• _WHAT YOU HAVE TO DO_: Please write out the text analytics discussion, starting with "TomHCA: Yes, working" and going on through "or related goals.", and rename "text analytics" to "text mining" each time it appears.

• _DOCUMENT EXCERPT_:

TomHCA: Yes, working with procurement suck, especially academic and government. How about other industries? Pharma or Finance for instance. I know Finance industry were quiet early adopters. Can you speak at all to how effective predictive models using text analytics have been in predicting stock price fr instance?
Seth Grimes: Yup, pharma. My buddy Breck Baldwin of Alias-I thinks it’ll be just a few years before a Nobel Prize award for physiology or medicine will have involved the use of text analytics — mining scientific and clinical literature — for drug discovery or related goals.
The modeling problem in finance is trickier. People have been looking for “systems” for a long time. It’s not irrelevant that the early development of statistics was linked to gambling or that “Monte Carlo” methods, named for a casino locale, are a key simulation technique. Gambling and finance are kissing cousins.
Now we understand that news can move markets and the possibility, via text analytics, to automate the extraction of information from news that can be incorporated into models. The trick is extracting the right signals, quickly, and linking it to all the rest of the market data that’s out there in ways that can reliably inform trading strategies.
Does it work? Got me. But there are certainly folks out there who are trying. Check out, for instance, Thomson Reuters News Analytics.

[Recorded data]
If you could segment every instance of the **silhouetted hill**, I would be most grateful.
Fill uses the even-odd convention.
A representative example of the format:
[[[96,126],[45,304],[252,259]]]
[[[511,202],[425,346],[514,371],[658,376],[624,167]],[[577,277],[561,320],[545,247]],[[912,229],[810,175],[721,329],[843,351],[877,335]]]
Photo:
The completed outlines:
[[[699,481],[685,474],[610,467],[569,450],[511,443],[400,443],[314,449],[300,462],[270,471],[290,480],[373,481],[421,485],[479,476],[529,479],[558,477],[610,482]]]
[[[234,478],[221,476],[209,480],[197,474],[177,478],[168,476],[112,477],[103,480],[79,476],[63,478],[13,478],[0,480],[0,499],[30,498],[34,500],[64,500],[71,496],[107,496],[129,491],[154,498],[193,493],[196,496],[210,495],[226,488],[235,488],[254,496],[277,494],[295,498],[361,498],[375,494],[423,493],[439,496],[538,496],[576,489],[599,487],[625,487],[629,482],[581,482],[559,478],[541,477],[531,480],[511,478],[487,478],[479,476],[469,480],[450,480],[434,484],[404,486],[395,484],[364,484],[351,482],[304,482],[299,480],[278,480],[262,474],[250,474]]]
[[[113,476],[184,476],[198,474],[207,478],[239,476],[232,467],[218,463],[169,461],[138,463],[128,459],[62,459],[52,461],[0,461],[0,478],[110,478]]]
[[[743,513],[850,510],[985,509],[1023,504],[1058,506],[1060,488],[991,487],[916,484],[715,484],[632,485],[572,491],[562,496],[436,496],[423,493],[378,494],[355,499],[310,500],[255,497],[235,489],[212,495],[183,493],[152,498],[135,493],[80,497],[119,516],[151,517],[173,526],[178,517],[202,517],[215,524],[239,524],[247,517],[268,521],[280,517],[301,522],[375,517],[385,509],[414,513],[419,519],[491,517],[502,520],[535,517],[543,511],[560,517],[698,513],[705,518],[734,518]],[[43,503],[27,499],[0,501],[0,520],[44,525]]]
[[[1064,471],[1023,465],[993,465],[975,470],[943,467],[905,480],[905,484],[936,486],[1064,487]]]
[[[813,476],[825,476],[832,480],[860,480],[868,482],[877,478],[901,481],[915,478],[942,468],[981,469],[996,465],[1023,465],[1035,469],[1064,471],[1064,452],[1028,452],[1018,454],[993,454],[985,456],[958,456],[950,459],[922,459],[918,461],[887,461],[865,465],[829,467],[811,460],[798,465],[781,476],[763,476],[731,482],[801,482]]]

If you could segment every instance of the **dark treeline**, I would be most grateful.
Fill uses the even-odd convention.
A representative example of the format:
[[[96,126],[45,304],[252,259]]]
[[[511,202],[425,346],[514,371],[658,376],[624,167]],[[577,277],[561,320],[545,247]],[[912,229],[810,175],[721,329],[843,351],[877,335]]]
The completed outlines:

• _ANSWER SPACE_:
TomHCA: Yes, working with procurement suck, especially academic and government. How about other industries? Pharma or Finance for instance. I know Finance industry were quiet early adopters. Can you speak at all to how effective predictive models using text mining have been in predicting stock price fr instance?
Seth Grimes: Yup, pharma. My buddy Breck Baldwin of Alias-I thinks it’ll be just a few years before a Nobel Prize award for physiology or medicine will have involved the use of text mining — mining scientific and clinical literature — for drug discovery or related goals.